═════ Supplied records ═════

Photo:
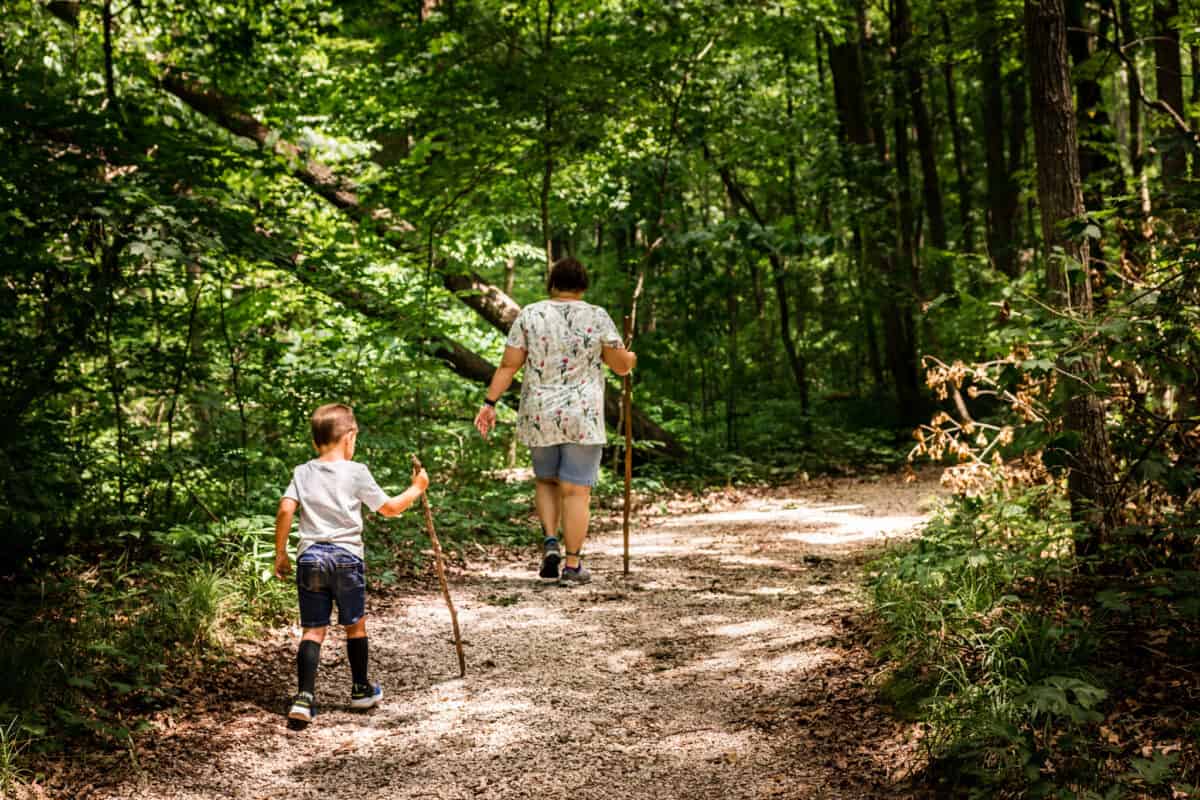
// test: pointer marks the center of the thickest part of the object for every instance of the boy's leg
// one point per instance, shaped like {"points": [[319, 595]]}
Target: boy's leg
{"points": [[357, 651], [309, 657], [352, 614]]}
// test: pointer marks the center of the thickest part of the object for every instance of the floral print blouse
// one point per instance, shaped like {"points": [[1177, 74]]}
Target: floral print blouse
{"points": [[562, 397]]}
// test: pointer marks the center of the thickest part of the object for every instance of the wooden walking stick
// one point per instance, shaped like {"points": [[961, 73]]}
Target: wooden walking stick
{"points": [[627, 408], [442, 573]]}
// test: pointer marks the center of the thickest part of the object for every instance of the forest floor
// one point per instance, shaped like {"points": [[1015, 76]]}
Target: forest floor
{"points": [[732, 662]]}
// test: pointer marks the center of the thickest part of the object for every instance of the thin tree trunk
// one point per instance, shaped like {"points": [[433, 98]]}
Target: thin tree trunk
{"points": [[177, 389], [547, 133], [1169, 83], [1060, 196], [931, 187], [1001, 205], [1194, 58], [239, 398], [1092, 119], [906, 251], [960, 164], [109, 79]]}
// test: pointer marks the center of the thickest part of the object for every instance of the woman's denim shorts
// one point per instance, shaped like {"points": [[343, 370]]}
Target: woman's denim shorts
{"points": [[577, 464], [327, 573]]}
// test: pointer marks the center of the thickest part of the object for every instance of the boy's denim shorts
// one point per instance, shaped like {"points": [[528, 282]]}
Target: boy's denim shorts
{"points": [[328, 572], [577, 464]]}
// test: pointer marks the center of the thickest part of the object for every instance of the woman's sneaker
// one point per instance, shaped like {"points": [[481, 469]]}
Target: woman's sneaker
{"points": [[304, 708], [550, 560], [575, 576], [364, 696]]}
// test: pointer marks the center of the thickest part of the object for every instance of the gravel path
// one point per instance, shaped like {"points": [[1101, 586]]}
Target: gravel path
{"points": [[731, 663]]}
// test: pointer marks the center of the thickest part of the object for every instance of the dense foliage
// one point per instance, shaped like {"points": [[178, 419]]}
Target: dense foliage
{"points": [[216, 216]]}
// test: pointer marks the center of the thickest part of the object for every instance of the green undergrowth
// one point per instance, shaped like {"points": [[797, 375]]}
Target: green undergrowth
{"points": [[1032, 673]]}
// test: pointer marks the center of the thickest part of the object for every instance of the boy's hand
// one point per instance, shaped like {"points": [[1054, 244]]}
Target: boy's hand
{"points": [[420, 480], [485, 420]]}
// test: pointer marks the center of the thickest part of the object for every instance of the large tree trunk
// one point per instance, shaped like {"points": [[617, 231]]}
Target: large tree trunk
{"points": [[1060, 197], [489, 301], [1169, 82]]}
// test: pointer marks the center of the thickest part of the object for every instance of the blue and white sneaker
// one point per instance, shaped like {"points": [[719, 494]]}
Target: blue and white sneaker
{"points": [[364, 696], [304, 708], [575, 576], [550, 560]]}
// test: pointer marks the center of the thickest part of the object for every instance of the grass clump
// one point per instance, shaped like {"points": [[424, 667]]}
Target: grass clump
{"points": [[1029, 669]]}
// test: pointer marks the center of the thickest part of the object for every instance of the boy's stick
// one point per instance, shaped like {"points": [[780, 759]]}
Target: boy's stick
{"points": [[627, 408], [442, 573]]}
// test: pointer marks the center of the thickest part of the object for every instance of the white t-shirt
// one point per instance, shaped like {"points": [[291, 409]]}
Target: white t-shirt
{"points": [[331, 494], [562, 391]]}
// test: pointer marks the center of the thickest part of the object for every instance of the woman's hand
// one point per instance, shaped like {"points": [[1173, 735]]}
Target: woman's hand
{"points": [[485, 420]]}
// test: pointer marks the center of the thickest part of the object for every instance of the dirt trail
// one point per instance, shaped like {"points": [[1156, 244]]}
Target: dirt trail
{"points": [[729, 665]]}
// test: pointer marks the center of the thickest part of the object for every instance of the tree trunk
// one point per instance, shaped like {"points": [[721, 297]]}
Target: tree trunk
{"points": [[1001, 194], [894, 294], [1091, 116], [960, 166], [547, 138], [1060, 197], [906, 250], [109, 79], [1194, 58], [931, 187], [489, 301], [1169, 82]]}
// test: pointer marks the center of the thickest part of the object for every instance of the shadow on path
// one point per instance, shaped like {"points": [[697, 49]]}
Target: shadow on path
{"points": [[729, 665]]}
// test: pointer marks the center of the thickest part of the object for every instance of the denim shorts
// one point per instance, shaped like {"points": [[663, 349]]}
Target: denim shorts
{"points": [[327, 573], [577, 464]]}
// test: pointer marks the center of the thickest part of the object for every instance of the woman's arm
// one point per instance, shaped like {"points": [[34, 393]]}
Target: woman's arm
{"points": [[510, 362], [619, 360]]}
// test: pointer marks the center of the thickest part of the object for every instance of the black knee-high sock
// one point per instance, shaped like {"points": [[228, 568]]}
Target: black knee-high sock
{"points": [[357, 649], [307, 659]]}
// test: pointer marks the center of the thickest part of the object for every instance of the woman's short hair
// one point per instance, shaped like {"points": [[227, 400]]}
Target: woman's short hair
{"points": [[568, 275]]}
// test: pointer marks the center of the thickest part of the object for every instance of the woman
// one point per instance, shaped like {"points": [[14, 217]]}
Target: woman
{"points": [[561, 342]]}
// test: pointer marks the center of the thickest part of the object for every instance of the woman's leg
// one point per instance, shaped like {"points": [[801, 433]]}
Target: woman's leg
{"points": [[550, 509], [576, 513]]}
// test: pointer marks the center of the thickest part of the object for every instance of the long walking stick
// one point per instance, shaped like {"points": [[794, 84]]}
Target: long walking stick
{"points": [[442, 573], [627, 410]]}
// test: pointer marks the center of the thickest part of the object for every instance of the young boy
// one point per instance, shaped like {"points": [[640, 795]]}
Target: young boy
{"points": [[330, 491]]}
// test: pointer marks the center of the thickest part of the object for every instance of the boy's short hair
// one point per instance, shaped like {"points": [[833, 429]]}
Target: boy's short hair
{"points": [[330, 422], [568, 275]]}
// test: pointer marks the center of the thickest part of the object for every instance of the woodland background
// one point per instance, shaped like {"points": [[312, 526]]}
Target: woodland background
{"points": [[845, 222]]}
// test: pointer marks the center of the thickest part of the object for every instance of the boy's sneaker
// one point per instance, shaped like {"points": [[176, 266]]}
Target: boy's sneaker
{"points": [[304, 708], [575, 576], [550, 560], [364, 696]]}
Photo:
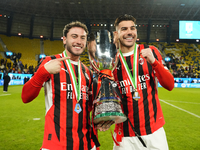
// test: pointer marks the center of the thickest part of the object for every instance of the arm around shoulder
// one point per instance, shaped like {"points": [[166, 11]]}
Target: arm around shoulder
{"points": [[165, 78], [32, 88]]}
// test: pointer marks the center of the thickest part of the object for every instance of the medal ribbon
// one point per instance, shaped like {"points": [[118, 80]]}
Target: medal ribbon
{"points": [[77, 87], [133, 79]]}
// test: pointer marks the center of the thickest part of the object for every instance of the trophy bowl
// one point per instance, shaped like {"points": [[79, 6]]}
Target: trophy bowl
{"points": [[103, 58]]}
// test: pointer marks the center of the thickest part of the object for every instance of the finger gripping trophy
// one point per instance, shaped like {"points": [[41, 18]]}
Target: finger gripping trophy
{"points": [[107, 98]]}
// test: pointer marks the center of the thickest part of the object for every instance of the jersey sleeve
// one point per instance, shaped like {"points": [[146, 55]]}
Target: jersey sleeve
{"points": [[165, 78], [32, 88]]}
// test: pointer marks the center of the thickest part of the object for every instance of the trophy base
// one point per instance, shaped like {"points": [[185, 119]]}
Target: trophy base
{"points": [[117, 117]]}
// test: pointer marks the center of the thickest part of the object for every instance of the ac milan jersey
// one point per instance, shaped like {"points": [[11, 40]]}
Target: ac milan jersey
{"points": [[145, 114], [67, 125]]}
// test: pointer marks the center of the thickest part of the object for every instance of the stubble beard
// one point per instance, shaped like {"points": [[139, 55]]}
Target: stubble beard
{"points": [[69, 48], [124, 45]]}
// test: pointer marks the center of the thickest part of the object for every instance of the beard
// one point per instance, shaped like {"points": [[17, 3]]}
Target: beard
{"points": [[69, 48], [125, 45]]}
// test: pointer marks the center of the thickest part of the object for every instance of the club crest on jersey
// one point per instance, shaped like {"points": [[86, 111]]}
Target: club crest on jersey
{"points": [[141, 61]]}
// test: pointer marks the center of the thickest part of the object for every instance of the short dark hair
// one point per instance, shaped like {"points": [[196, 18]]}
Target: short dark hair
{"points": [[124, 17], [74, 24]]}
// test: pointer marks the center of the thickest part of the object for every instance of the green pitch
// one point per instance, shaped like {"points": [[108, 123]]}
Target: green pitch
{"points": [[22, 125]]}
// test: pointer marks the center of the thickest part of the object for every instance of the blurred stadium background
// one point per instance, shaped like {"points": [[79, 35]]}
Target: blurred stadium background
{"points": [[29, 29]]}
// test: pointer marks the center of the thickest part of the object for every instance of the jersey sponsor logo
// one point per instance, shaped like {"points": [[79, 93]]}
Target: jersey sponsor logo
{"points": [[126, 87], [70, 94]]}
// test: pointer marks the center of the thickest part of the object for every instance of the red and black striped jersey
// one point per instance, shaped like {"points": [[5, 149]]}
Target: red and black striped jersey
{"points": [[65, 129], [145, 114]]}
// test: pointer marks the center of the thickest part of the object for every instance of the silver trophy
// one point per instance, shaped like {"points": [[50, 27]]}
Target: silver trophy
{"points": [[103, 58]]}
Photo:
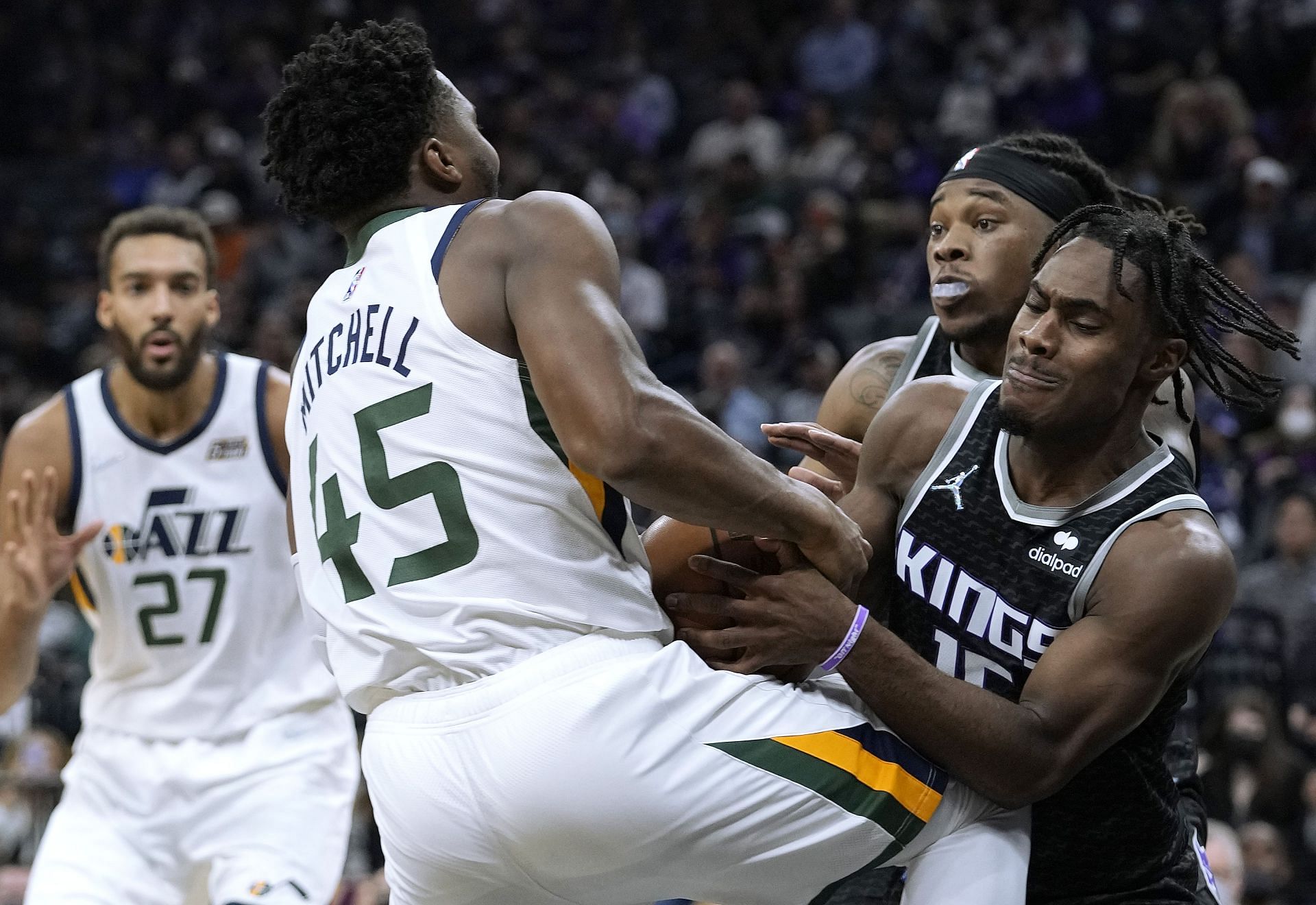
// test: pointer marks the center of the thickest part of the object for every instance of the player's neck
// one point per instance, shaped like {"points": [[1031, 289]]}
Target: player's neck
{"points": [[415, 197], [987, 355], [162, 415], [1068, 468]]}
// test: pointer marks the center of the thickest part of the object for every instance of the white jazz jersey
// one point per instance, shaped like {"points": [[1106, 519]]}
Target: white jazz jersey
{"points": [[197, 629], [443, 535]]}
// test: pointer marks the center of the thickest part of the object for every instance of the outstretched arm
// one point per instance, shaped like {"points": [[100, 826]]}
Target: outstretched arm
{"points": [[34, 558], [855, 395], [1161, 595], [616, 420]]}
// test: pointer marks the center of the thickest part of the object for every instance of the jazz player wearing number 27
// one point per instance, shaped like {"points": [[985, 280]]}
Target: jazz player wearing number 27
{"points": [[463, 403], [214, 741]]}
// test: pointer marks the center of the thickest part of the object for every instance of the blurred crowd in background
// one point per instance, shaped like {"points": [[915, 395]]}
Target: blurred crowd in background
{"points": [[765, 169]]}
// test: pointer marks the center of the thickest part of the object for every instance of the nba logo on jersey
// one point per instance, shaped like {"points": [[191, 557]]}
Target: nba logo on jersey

═════

▶ The task
Write out, word for word, all lines from the line that holds "the outstretched arm" through the last line of the listing, with both end lines kept.

▶ Output for this exercise
// test: pointer marks the center of the thickest part of the object for every instance of the outstretched arm
// one point per instance, shaped like {"points": [[100, 826]]}
Target: outstretched arm
{"points": [[34, 558], [855, 395], [1161, 595], [616, 420]]}
// test: pointer marks the center of the thickest part of the object for every instance of the jazz player wearing number 27
// one point per instance, shaped like {"points": [[985, 280]]}
Target: jazz player wearing number 27
{"points": [[463, 403], [214, 741]]}
// test: pointer marks the center of the thickest part of the object for every instance of the blurred crowd in background
// one point per instance, shaped like {"points": [[915, 395]]}
Target: blurred crowd in background
{"points": [[765, 169]]}
// test: pointer marks the center of the thickest part of the object for every instance of the nba logo on jersey
// one point per instance, shaped like {"points": [[191, 557]]}
Target: nba logo on jersey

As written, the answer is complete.